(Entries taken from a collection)
——

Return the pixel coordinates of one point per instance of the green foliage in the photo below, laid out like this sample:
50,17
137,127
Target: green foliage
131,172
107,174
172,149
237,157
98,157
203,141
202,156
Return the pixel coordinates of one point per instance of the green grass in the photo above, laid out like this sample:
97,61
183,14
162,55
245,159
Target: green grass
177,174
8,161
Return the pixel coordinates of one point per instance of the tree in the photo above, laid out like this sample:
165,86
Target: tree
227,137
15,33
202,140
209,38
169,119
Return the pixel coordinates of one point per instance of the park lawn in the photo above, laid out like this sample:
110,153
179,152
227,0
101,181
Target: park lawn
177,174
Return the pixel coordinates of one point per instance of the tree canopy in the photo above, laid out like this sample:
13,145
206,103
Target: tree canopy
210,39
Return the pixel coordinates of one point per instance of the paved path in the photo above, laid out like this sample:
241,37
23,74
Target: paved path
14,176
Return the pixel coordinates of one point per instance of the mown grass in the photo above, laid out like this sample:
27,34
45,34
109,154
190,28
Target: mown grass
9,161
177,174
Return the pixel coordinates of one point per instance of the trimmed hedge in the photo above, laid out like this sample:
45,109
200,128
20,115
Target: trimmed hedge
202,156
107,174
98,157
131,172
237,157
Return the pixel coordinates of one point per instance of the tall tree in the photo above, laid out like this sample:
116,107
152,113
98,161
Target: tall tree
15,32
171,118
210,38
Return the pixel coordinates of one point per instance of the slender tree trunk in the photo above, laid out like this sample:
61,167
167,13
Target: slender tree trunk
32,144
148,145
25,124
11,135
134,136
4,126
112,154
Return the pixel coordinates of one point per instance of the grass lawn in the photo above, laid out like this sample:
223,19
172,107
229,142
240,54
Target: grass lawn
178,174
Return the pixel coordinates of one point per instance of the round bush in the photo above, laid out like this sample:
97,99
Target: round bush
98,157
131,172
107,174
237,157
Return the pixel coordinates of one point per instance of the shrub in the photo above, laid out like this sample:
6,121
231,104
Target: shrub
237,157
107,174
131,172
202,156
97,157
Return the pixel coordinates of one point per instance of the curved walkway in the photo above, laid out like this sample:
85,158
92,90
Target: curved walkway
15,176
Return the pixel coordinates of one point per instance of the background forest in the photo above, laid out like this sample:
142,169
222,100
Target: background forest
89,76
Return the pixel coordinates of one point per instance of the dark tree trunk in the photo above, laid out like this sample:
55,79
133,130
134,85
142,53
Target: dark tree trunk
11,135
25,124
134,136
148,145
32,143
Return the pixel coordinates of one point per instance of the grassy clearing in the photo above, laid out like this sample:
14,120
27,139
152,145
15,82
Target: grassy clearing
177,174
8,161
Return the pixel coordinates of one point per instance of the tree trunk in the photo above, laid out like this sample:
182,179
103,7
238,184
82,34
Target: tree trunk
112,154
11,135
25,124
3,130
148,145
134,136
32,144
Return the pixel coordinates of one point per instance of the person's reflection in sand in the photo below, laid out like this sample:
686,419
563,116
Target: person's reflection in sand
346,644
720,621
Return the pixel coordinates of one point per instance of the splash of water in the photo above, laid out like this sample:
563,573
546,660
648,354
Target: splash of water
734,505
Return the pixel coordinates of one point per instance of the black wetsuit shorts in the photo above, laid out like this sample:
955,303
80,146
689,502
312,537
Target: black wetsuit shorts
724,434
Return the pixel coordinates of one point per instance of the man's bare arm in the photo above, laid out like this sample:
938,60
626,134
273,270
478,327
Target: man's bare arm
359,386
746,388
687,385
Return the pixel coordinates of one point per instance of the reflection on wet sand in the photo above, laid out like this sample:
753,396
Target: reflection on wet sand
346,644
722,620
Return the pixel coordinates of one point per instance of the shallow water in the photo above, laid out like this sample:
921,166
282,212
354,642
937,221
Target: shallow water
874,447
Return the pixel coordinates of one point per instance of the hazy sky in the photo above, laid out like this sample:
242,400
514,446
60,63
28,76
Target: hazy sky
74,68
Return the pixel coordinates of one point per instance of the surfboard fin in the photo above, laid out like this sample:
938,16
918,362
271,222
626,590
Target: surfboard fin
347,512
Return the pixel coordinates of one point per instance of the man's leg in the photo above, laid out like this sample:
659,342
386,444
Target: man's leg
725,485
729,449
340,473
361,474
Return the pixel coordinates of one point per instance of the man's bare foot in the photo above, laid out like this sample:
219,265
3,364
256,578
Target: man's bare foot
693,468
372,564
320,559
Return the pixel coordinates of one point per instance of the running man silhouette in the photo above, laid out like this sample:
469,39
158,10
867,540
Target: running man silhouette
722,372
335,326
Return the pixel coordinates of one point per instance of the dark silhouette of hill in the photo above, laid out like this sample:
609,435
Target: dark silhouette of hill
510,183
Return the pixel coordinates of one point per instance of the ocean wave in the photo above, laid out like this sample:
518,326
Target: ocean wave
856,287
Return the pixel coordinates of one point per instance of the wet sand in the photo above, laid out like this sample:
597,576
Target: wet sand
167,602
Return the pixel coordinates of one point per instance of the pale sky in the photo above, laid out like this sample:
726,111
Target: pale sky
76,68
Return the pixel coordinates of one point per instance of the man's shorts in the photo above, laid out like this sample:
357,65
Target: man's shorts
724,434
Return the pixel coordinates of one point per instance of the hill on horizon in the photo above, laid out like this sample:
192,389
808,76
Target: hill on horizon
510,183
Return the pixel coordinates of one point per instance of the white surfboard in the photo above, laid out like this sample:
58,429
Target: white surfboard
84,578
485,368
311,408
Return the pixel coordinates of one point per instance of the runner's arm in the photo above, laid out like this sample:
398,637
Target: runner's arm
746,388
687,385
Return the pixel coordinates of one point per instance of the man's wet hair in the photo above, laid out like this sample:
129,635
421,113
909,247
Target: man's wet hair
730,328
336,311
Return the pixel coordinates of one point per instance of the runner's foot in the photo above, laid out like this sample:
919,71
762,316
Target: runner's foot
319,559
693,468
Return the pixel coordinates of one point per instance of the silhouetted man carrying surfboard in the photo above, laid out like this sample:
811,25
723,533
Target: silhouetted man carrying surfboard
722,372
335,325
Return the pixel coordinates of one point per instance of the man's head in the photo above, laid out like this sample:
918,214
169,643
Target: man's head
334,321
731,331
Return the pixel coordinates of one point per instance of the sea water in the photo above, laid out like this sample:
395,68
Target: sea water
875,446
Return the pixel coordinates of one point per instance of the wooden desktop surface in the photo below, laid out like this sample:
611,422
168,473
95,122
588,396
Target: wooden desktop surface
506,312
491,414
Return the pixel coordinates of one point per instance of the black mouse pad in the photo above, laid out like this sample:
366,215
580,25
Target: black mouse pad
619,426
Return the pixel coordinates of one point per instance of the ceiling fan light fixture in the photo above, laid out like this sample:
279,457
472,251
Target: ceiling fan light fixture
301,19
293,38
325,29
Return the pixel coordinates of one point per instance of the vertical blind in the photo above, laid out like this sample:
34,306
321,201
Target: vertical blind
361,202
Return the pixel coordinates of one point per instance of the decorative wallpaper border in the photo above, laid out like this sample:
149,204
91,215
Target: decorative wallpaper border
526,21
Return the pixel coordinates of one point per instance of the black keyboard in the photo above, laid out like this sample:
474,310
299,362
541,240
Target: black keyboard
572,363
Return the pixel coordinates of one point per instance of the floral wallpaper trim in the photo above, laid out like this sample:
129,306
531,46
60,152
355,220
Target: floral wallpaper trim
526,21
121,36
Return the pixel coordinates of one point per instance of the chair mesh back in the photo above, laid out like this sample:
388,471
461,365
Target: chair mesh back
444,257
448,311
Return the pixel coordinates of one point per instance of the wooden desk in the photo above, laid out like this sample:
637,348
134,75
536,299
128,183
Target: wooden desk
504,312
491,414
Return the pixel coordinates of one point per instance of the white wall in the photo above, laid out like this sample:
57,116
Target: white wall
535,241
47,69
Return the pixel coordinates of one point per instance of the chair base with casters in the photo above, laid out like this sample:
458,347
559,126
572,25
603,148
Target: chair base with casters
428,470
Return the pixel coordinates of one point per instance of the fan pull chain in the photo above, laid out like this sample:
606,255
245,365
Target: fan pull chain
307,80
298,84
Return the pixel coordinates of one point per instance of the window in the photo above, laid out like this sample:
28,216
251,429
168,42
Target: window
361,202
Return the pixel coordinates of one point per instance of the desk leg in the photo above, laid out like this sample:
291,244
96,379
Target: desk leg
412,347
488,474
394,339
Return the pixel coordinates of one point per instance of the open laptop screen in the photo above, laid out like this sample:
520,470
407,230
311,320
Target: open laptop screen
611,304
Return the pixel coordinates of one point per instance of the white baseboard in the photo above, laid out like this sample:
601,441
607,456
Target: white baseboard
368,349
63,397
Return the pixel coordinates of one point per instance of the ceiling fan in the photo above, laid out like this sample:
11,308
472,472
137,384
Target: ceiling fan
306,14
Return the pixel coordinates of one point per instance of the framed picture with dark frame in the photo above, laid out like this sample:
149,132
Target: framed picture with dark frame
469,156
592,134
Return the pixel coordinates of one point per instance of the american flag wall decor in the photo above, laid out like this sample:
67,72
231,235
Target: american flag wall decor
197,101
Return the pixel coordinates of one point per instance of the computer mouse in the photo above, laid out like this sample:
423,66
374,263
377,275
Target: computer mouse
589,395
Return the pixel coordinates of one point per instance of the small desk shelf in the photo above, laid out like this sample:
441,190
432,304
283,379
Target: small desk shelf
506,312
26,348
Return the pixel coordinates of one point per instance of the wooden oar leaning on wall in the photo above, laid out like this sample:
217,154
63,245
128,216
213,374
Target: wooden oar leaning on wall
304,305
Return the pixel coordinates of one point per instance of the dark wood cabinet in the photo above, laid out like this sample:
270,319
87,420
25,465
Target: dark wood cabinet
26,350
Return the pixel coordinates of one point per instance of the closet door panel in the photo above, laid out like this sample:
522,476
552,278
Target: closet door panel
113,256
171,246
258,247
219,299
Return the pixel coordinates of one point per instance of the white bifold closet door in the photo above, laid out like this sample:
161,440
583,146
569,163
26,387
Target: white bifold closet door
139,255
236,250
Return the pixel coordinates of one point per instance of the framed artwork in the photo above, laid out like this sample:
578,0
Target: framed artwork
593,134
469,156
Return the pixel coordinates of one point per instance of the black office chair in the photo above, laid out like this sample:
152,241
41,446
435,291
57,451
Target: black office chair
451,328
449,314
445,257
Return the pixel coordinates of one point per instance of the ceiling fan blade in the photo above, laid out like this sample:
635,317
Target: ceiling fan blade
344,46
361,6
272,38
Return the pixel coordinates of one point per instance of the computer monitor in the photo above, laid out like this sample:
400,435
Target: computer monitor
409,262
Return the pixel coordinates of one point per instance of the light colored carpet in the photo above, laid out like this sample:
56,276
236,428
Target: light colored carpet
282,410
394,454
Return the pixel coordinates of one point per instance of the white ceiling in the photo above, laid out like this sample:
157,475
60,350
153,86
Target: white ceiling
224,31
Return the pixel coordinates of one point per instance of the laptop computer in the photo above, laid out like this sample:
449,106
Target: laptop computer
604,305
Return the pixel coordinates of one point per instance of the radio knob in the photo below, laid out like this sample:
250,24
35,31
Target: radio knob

——

**Exercise prompt:** Exactly reproduce the lines that run from the line with "the white bifold" through the last line of the records, inclusive.

**Written reply:**
Return the pixel coordinates of one point per instance of the white bifold closet door in the photo above, laid out like this sample:
161,440
583,146
569,163
26,387
Target: white bifold closet door
139,255
236,250
Return the pixel coordinates of one point per instance of the framed artwork in the photo above, laid out like this sample:
578,0
Target: framed artwork
593,134
469,156
Return the pixel coordinates of one point per instance of the black office chair in the photo above, laid out like this sample:
152,241
41,446
435,291
57,451
Target: black office chair
451,328
449,314
445,257
Return the pixel coordinates of one point per instance of the ceiling fan blade in the photo above, laid out like this sample:
635,317
Target: ceiling fan blade
344,46
361,6
272,38
Return the pixel coordinates of one point per instance of the computer monitor in the photo above, laid out like this sample:
400,435
Target: computer monitor
409,262
Return the pixel coordinates of one point per instance of the light colored carpet in the photo above, laid out like this sample:
56,276
236,428
Target: light colored carpet
282,410
394,454
Return the pixel coordinates of one point per instance of the white ceiling in the photo above, laid out like this sample:
157,475
60,350
153,86
Target: white ceiling
224,31
Return the pixel coordinates of one point per instance of the laptop computer in the photo above, laid out like this sample:
449,106
Target: laptop computer
604,305
Return the pixel coordinates of one point per instance of the radio knob in the photo below, laid out like this sample:
250,24
35,31
Target: radio knob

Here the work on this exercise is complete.